- **Data section**:
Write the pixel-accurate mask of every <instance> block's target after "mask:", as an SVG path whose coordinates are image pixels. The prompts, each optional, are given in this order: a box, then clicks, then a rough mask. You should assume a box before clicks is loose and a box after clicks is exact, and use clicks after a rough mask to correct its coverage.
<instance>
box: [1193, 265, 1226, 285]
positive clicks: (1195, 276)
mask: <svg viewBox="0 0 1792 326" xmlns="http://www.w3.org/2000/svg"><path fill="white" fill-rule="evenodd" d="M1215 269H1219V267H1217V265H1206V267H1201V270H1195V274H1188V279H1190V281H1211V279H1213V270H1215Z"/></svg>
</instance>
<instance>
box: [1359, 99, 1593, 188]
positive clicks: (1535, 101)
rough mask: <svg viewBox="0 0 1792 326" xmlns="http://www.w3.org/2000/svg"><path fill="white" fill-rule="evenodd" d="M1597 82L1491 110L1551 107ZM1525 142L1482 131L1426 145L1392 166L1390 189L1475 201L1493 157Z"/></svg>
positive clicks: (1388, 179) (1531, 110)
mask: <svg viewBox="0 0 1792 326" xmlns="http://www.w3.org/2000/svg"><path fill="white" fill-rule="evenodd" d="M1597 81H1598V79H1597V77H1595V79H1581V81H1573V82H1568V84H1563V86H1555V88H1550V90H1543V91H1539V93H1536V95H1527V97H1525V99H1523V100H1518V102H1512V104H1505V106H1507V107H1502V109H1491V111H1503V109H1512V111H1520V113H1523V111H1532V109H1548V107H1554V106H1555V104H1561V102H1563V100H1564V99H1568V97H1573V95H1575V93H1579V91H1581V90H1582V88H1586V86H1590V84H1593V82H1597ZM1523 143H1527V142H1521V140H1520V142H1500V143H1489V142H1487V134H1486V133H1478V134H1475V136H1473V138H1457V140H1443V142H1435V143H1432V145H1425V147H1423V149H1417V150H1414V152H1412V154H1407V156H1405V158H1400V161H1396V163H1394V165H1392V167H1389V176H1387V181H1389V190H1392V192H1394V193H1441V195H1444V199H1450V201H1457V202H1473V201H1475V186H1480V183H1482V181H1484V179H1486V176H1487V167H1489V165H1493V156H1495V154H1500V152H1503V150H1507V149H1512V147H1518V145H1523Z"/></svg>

- **Work to be completed**: Starting with the line that holds "rough mask: <svg", copy each remaining line of the listing above exactly, through the last one.

- **Response to this exercise**:
rough mask: <svg viewBox="0 0 1792 326" xmlns="http://www.w3.org/2000/svg"><path fill="white" fill-rule="evenodd" d="M1597 82L1491 110L1551 107ZM1525 142L1482 131L1426 145L1392 166L1390 189L1475 201L1493 157Z"/></svg>
positive clicks: (1388, 179) (1531, 110)
mask: <svg viewBox="0 0 1792 326" xmlns="http://www.w3.org/2000/svg"><path fill="white" fill-rule="evenodd" d="M1597 81H1598V79H1597V77H1595V79H1581V81H1573V82H1568V84H1563V86H1555V88H1550V90H1543V91H1539V93H1536V95H1527V97H1525V99H1523V100H1518V102H1512V104H1505V106H1507V107H1502V109H1491V111H1503V109H1512V111H1520V113H1523V111H1532V109H1548V107H1554V106H1555V104H1561V102H1563V100H1564V99H1568V97H1573V95H1575V93H1579V91H1581V90H1582V88H1586V86H1590V84H1593V82H1597ZM1523 143H1527V142H1521V140H1520V142H1500V143H1489V142H1487V134H1486V133H1478V134H1475V136H1473V138H1457V140H1443V142H1435V143H1432V145H1425V147H1423V149H1417V150H1414V152H1412V154H1407V156H1405V158H1400V161H1396V163H1394V165H1392V167H1389V176H1387V181H1389V190H1392V192H1394V193H1441V195H1444V199H1450V201H1457V202H1473V201H1475V186H1480V183H1482V181H1484V179H1486V176H1487V167H1489V165H1493V156H1495V154H1500V152H1503V150H1507V149H1512V147H1518V145H1523Z"/></svg>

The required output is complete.